## Text shown
++++++
If this renal-flavored chapter is not the right place to talk about the metabolic relevance of urea, then to discuss glucose is even further out of the question. Let us limit ourselves to soberly noting that glucose is a hexose monosaccharide sugar which is naturally most abundant as its D-stereoisomer, giving rise to the term "dextrose". It has a molar mass of 180 Daltons (three times higher than urea) and its pKa is about 12, which means it does not dissociate at physiological pH. It is a polar molecule, not protein bound, and dissolves in lipid with only the greatest reluctance. All of this means that in the nephron this little molecule should be expected to filter effortlessly through the glomerulus and then require specific transport mechanisms to reclaim it from the urine.
And it is essential to reclaim it. Unlike urea, the role of which is purely excremento-janitorial, glucose has the noble task of rewarding the human organism with energy. At a BSL of 5mmol/L and a daily glomerular filtration rate of 200L, one is expecting to lose 1 mole of glucose per day, equating to 180g (697 calories). Obviously this does not happen. The reason for your puzzling failure to excrete an entire cake worth of sugar every day is the tireless work of proximal tubular transporters which keep reabsorbing glucose at the same rate as it is filtered.
Glucose is reabsorbed by two main transport proteins, SGLT1 and SGLT2. Both leverage the sodium gradient to co-transport glucose out of the lumen and into the proximal tubule cells. From there, it diffuses passively though GLUT channels and is reclaimed by the peritubular capillaries. SGLT1 is present lower in the tubule then SGLT2 and has about ten times greater affinity for glucose (Mather & Pollock, 2011). However, there are many more SGLT2 transporter proteins and this species is responsible for hoovering up 90% of the available filtered glucose, with the distal SGLT1 taking care of the remaining 10%.
++++++
## Excerpted data
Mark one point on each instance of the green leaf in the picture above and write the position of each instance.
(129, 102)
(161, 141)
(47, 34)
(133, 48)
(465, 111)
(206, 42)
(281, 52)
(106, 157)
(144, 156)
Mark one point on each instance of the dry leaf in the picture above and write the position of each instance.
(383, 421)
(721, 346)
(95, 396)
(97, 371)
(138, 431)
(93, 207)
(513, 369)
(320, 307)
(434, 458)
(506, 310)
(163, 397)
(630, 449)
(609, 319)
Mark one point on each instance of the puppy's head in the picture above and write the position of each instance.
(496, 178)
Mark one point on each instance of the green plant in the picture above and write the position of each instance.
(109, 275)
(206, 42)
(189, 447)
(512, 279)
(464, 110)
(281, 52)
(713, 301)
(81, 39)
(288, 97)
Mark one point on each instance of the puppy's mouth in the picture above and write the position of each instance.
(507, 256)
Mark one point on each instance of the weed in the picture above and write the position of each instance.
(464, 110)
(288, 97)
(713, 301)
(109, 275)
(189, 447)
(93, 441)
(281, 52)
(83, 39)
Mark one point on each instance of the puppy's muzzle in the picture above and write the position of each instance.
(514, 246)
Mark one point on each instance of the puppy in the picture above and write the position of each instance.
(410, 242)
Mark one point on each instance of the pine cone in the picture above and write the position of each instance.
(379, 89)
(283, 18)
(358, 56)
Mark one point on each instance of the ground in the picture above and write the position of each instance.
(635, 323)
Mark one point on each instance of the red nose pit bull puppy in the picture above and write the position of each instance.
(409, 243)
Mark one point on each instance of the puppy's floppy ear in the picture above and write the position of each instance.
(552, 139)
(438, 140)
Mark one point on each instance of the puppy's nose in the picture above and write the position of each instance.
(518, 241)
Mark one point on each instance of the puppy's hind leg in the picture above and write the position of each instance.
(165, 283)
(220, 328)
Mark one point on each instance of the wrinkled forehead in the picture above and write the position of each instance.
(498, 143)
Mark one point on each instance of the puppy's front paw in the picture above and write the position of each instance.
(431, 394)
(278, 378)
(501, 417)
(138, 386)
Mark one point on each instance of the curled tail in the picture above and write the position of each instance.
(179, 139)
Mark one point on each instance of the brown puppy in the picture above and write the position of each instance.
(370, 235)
++++++
## Your tasks
(1) Reproduce the glucose passage between "If this renal-flavored" and "from the urine.", inclusive.
(2) According to the glucose passage, is each statement true? Answer yes or no and quote the words that decide it. (a) Glucose does not dissociate at physiological pH. (b) SGLT1 has a lower affinity for glucose than SGLT2. (c) SGLT2 reclaims 90% of the filtered glucose.
(3) Please extend the glucose passage, starting after its final sentence.
The listing comes from a separate source.

## Answers for this exercise
(1)
If this renal-flavored chapter is not the right place to talk about the metabolic relevance of urea, then to discuss glucose is even further out of the question. Let us limit ourselves to soberly noting that glucose is a hexose monosaccharide sugar which is naturally most abundant as its D-stereoisomer, giving rise to the term "dextrose". It has a molar mass of 180 Daltons (three times higher than urea) and its pKa is about 12, which means it does not dissociate at physiological pH. It is a polar molecule, not protein bound, and dissolves in lipid with only the greatest reluctance. All of this means that in the nephron this little molecule should be expected to filter effortlessly through the glomerulus and then require specific transport mechanisms to reclaim it from the urine.

(2)
(a) Yes: "its pKa is about 12, which means it does not dissociate at physiological pH"
(b) No: "SGLT1 is present lower in the tubule then SGLT2 and has about ten times greater affinity for glucose"
(c) Yes: "this species is responsible for hoovering up 90% of the available filtered glucose"

(3)
This reabsorption process is saturable. It appears that under normal circumstances (i.e. where the glomerular filtration rate is normal) the threshold is 11 mmol/L, beyond which glycosuria develops. As glomerular filtration rate decreases, so the reabsorptive capacity of the remaining functional nephrons seems to suffer, and glycosuria develops with a progressively lower BSL, or so it is thought. Weirdly, increasing the glomerular filtration rate also increases the threshold - i.e. with a supranormal GFR, Kwong & Bennet (1974) got dog tubules to reabsorb much more glucose. The precise mechanism which explains this renal glucose reabsorption threshold is unknown, and moreover people are not entirely convinced there even is such a threshold, as glucose is still found in the urine even at normal BSL values (Wolf et al, 2009).
To stretch the normal understanding of the word "handling", it is probably also worth noting that the kidney can be a net producer of newly synthesised glucose. The proximal tubule is the only other tissue in the body (other than hepatocytes) that is capable of this. Remarkably, it has some considerable capacity to create glucose from glutamine and lactate, especially under conditions of acidosis, and can account for up to 40% of total systemic gluconeogenesis under conditions of fasting (Legouis, 2020). After prolonged starvation, this fraction can increase up to 50%. Lactate metabolism seems to account for about half of this new glucose, and the rest comes from alanine glutamine and fructose.